February 21, 2019

ARISTOTLE?!

By Dr. Sue Fisher - instructor for Muse on the Loose and The Muse Reloosed at The Lukeion Project

ARISTOTLE?! This one word, spoken with an air of incredulity, is often the response I get when I tell people which authors we cover in my Greek literature class.

This is frequently followed up with, “How old are these students again?”

While the first question is one that I have come to expect, Aristotle, after all, is not often included in high school level courses, it is the second question that chafes.

The first reason for my bristling is very simple. How can you reasonably do a Greek literature survey and leave out Aristotle? The short answer is you can’t, no matter how difficult the content may be.
The suggestion of leaving out Aristotle because he is difficult reading, however, points to a deeper and more problematic trend in modern education: pigeon-holing students and shielding them from challenges.

§ RECORDS PROVIDED
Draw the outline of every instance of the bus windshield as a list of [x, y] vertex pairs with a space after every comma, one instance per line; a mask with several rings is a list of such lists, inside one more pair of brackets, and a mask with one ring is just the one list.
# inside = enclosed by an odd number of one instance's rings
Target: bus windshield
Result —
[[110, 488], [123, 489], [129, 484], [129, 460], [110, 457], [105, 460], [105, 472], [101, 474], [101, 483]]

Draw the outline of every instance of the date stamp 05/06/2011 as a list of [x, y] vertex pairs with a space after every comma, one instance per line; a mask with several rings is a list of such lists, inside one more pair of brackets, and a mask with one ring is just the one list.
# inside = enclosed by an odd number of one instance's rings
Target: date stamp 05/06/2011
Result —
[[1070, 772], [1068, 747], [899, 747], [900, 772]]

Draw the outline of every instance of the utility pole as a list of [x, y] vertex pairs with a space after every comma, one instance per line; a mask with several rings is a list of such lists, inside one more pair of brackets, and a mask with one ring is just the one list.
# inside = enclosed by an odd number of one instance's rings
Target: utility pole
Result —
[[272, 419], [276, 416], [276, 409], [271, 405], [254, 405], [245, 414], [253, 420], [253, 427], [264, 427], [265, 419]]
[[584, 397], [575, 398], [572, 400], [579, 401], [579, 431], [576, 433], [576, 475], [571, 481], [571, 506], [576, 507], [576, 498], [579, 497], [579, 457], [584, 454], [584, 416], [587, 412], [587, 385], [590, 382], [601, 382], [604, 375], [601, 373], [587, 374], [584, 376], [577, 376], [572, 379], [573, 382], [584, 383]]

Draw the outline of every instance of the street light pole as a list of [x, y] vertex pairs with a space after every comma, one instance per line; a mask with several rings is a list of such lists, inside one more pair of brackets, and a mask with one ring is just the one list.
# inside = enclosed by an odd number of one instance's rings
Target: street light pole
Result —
* * *
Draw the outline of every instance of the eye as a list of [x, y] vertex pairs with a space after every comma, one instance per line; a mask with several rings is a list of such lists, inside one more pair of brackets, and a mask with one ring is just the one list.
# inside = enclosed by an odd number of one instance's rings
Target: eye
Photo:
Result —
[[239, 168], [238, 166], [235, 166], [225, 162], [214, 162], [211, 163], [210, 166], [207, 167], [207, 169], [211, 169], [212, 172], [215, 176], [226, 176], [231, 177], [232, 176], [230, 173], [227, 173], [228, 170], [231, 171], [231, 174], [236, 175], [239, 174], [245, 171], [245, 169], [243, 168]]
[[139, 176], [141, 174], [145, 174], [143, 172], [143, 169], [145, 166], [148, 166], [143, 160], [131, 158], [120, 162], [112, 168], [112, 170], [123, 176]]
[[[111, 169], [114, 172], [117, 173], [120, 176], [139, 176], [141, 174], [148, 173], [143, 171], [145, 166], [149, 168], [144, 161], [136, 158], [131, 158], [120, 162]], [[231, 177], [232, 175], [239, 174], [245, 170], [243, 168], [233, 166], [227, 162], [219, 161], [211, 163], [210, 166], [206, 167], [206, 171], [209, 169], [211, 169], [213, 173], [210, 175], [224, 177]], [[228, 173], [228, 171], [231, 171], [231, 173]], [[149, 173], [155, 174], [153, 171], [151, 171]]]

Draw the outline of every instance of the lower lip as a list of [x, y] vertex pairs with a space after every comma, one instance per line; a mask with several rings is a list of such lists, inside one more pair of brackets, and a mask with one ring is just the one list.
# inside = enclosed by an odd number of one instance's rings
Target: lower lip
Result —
...
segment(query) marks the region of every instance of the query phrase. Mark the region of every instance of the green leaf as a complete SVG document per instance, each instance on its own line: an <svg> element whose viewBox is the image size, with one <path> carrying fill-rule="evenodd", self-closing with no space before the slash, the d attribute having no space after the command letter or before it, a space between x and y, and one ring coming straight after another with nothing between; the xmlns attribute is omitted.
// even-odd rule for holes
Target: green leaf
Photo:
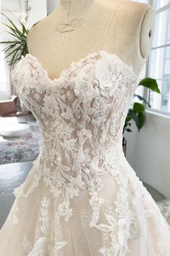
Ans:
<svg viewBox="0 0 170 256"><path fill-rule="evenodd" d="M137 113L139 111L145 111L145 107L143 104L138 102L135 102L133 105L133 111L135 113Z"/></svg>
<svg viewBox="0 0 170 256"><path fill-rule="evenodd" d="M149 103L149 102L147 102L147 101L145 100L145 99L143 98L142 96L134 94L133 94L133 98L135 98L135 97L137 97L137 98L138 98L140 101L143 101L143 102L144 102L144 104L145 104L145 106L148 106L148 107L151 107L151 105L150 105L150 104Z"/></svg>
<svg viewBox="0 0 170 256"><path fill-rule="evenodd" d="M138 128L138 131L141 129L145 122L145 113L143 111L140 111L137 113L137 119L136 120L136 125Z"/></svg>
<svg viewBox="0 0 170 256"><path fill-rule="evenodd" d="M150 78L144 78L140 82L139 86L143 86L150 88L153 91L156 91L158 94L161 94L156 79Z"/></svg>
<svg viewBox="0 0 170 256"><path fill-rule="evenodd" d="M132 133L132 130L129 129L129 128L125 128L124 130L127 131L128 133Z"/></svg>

§ EXERCISE OBJECTIVE
Continue the blog post on teaching Aristotle to high school students, starting after its last sentence. The records have nothing to do with the text.

§ FINAL ANSWER
My first real encounter with this mentality was when my older son was in public kindergarten. The principal of that school only allowed children his age to check out picture books from the school library. He dutifully brought them home, but they seldom got looked out. When I confronted the principal with the fact that he was already reading chapter books, she claimed that these were the books for his age level and that a person can always get something out of what they read. Luckily, we had an ally in the school librarian, beloved Becky who smuggled my son wonderful, challenging reading on the sly. The words of that principal have always stuck with me, though. She was right that someone can always get something out of what they read, but why can’t this go the other direction? 

The truth is it can.

In all the years I have been having high school students read Aristotle, I have never had a student not get something out of the reading. What students get tends to be widely varied and is reliant upon many factors. Interestingly enough, age isn’t one of them. Experience is probably the largest factor. Experience with philosophy certainly helps, as does experience with reading other complicated material. Sometimes this experience comes with age, sometimes it does not. But everyone must start somewhere, and for many students, this is their first encounter with truly challenging reading. Yes, some will complain; others will thrill to the challenge, but all come out proud of what they have accomplished. A few even become philosophy majors in college.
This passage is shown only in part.